* **INSTRUCTIONS TO FOLLOW**
Copying exactly, give the lines in the material below from the one with "One pin per instance of the ceremonial" to the one with "<point>214,209</point>", ends included, and nothing besides.

* **ENTRIES SUPPLIED**
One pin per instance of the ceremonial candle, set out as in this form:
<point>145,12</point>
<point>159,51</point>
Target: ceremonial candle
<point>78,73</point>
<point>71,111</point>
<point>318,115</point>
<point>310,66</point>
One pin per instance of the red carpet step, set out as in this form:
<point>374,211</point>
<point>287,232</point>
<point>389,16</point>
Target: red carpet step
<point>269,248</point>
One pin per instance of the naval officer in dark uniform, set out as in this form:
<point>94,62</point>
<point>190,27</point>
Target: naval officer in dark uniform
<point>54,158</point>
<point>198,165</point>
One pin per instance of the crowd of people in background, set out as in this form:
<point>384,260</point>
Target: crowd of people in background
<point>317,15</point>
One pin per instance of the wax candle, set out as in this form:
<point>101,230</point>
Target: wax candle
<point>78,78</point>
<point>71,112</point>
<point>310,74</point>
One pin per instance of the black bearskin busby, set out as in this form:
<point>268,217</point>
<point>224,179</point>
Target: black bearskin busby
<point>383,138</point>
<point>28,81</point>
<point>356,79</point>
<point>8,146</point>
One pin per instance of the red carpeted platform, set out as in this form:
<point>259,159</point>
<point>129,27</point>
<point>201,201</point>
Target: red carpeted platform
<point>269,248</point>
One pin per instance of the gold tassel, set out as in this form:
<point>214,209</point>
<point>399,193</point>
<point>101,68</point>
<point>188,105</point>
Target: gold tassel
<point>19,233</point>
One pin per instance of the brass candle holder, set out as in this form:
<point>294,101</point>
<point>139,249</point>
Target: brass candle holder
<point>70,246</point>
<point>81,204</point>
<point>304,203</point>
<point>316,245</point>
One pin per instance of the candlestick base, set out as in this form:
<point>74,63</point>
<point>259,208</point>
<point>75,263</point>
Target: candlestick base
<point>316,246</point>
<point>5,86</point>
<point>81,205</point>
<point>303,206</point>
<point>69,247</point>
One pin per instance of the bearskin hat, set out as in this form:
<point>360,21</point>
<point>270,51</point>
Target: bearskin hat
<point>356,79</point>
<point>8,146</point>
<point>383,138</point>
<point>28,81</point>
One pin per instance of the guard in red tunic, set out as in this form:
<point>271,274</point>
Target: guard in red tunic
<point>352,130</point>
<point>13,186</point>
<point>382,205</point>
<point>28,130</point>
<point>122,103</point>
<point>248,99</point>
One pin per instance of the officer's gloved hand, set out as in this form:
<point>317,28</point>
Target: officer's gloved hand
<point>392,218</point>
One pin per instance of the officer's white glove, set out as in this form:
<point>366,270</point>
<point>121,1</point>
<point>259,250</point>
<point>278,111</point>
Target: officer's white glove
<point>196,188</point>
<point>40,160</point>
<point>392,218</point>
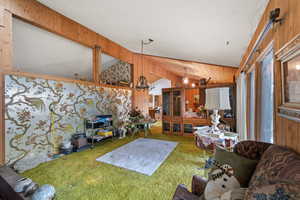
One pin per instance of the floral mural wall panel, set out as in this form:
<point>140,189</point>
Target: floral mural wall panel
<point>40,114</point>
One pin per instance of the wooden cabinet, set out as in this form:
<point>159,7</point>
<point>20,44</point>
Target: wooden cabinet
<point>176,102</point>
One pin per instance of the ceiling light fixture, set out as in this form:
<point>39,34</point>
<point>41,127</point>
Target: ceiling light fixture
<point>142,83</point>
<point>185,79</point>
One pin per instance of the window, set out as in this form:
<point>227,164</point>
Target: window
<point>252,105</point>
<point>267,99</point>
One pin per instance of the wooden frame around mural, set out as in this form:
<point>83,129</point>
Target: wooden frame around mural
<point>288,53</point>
...
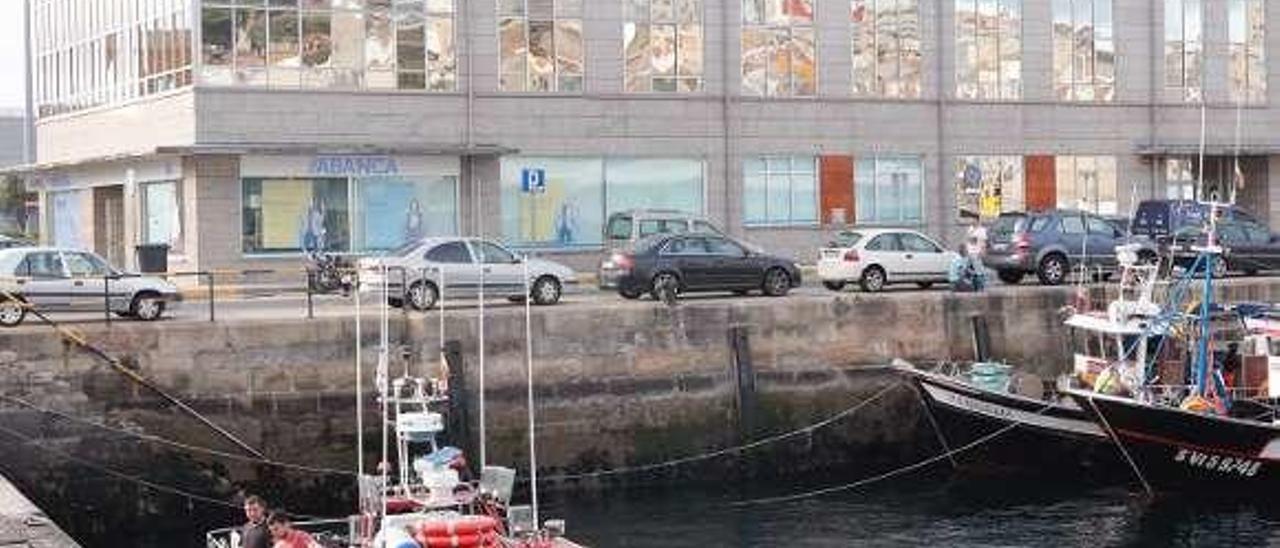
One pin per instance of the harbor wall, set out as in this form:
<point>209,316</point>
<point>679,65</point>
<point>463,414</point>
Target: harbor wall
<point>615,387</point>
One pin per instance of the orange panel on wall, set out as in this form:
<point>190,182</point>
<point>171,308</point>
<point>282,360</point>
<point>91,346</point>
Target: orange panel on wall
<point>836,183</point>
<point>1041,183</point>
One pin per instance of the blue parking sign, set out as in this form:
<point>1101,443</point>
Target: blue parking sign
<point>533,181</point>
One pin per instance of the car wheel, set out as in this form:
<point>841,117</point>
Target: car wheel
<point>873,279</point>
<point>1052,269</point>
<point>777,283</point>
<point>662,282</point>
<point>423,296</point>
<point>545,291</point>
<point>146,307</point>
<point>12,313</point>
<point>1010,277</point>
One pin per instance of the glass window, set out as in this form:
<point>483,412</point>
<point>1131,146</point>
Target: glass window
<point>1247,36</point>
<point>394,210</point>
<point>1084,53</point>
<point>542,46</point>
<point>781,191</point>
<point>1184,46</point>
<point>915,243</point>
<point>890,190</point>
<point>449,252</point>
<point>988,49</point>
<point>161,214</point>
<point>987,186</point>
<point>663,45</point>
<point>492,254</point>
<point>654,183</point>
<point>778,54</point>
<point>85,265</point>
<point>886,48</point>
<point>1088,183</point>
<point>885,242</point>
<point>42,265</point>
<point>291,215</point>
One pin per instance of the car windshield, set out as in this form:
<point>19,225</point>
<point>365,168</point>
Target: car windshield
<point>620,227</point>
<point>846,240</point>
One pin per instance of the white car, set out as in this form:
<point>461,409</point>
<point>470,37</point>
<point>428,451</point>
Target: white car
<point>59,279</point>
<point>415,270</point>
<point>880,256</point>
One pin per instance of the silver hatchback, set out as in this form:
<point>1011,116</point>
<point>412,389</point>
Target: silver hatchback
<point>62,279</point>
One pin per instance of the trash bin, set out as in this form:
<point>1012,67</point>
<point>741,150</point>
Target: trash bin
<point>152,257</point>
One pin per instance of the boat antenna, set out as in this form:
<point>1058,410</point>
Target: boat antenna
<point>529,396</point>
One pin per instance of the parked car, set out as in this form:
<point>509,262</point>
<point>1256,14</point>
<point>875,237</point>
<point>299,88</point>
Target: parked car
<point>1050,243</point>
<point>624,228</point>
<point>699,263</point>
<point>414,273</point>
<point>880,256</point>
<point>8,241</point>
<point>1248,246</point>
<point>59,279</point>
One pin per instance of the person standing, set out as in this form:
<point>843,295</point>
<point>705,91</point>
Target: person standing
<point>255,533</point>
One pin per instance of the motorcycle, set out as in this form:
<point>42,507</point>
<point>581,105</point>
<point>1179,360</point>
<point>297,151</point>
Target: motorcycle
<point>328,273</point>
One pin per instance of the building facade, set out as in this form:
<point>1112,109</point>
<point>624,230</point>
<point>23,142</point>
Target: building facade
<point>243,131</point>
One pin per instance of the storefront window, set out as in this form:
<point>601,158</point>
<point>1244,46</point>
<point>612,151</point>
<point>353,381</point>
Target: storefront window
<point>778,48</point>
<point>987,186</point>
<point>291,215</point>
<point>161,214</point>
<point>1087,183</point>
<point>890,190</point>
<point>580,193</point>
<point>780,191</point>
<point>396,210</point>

* **SOLVED PROBLEM**
One pin per instance of the ceremonial candle, set out as in this form:
<point>145,12</point>
<point>159,51</point>
Target: ceremonial candle
<point>78,73</point>
<point>71,111</point>
<point>318,115</point>
<point>310,66</point>
One pin per instance of the red carpet step, set out as in this form:
<point>374,211</point>
<point>287,232</point>
<point>389,16</point>
Target: red carpet step
<point>269,248</point>
One pin per instance of the naval officer in dark uniform, set out as in this form:
<point>94,62</point>
<point>190,27</point>
Target: naval officer in dark uniform
<point>54,158</point>
<point>198,165</point>
One pin per instance of the crowd of people in background, set out as in this form:
<point>384,260</point>
Target: crowd of people in background
<point>317,15</point>
One pin per instance of the wax candle, set out as in this form:
<point>101,230</point>
Target: wax candle
<point>78,78</point>
<point>71,112</point>
<point>310,74</point>
One pin per instance of the black bearskin busby, set out as in this form:
<point>268,217</point>
<point>224,179</point>
Target: black bearskin busby
<point>383,138</point>
<point>28,81</point>
<point>356,79</point>
<point>8,146</point>
One pin per instance of the red carpeted platform, set out as in this form:
<point>259,159</point>
<point>129,27</point>
<point>201,201</point>
Target: red carpeted platform
<point>269,248</point>
One pin per instance of the gold tassel, set out as in this form:
<point>214,209</point>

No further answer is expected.